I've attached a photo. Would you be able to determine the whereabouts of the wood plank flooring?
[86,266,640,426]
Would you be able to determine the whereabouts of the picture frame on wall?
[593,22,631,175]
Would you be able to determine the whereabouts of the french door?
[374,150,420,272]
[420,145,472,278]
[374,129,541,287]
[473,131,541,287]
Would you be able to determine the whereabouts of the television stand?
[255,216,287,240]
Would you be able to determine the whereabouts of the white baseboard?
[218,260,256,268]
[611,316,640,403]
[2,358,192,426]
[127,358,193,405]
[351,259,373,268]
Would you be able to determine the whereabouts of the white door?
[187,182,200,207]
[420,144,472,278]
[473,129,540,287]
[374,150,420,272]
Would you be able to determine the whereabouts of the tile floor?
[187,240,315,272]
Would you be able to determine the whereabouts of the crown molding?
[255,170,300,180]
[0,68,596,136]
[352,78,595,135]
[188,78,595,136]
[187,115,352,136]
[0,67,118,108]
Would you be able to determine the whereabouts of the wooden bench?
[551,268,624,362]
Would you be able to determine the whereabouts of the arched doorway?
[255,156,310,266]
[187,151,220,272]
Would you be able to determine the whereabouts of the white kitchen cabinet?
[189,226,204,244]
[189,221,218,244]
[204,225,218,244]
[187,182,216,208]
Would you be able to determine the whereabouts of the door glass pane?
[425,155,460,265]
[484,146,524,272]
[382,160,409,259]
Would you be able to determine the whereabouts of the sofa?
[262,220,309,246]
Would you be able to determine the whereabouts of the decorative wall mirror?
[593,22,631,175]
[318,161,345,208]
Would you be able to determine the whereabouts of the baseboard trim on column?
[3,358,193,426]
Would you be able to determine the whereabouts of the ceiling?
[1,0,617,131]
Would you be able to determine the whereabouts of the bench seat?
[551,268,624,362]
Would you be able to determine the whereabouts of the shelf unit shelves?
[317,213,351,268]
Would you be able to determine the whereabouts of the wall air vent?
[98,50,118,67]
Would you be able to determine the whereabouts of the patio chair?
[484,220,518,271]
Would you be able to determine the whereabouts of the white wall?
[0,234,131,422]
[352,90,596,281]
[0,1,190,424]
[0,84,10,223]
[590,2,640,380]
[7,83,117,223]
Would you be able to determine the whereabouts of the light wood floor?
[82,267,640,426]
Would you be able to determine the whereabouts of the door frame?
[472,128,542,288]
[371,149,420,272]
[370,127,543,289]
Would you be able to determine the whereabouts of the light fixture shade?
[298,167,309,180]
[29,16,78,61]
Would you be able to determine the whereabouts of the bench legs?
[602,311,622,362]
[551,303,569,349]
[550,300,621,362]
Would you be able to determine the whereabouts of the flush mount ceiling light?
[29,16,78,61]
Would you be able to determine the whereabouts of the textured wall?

▶ INSTRUCTIONS TO FOLLOW
Could you reproduce every item above word for word, keeping the original order?

▶ EXERCISE RESULT
I've attached a photo. Would you be able to determine the whereabouts of the wood plank flooring?
[86,266,640,426]
Would you be able to determine the whereabouts of the picture frame on wall?
[593,22,631,175]
Would you be able to determine the whereabouts of the french door?
[374,150,420,272]
[420,145,472,278]
[374,129,541,287]
[473,131,541,287]
Would you be able to determine the whereabouts of the television stand?
[255,216,287,240]
Would you be able to determine the whereabouts of the white baseboard?
[218,260,256,268]
[611,316,640,403]
[2,358,192,426]
[127,358,193,405]
[351,259,373,268]
Would you be able to determine the whereabouts of the white door?
[187,182,200,207]
[420,144,472,278]
[473,129,540,287]
[374,150,420,272]
Would you be able to determine the whereabouts of the tile floor?
[187,240,315,272]
Would you be able to determine the whereabouts of the crown molding?
[255,170,300,180]
[0,68,596,136]
[352,78,595,135]
[188,78,595,136]
[187,115,352,136]
[0,67,118,108]
Would you be able to determine the whereabouts of the wooden bench?
[551,268,624,362]
Would you be able to determine the whereabouts of the arched doorway?
[255,156,310,266]
[187,151,220,272]
Would you be able to determine the whereabouts of the white kitchen cabinet?
[189,226,204,244]
[189,221,218,244]
[204,225,218,244]
[187,182,216,208]
Would you be able to determine the whereabouts of the door glass pane?
[425,155,460,265]
[484,146,524,272]
[382,160,409,259]
Would you be able to determine the whereabouts of the sofa?
[262,220,309,246]
Would you be able to determine the whereabouts of the decorative wall mirror?
[593,22,631,175]
[318,161,345,208]
Would you be able to determine the whereabouts of the baseboard trim on column?
[3,358,193,426]
Would you be able to determine the whereabouts of the ceiling?
[1,0,617,131]
Would you be able to determine the whereabouts of the bench seat?
[551,268,624,362]
Would you be able to determine the whereabouts of the shelf unit shelves?
[317,213,351,268]
Would you be able to determine the whereabouts of the wall air vent?
[98,50,118,67]
Would you be able to determine the whereabouts of the patio chair?
[484,220,518,271]
Would you be able to determine the whereabouts of the white wall?
[0,234,131,422]
[352,90,596,281]
[0,1,190,424]
[0,84,10,223]
[590,2,640,380]
[7,83,117,223]
Would you be able to determine the whereabouts of the light wood floor?
[82,267,640,426]
Would you be able to determine the whereabouts of the door frame?
[472,128,542,288]
[371,149,420,272]
[370,127,543,289]
Would you be able to determine the whereabouts of the light fixture shade?
[298,167,309,180]
[29,16,78,61]
Would you be able to determine the whereabouts of the bench legs?
[602,311,622,362]
[551,303,569,349]
[550,300,621,362]
Would you be able to determine the whereabouts of the flush mount ceiling light?
[29,16,78,61]
Would you be able to determine the whereabouts of the textured wall?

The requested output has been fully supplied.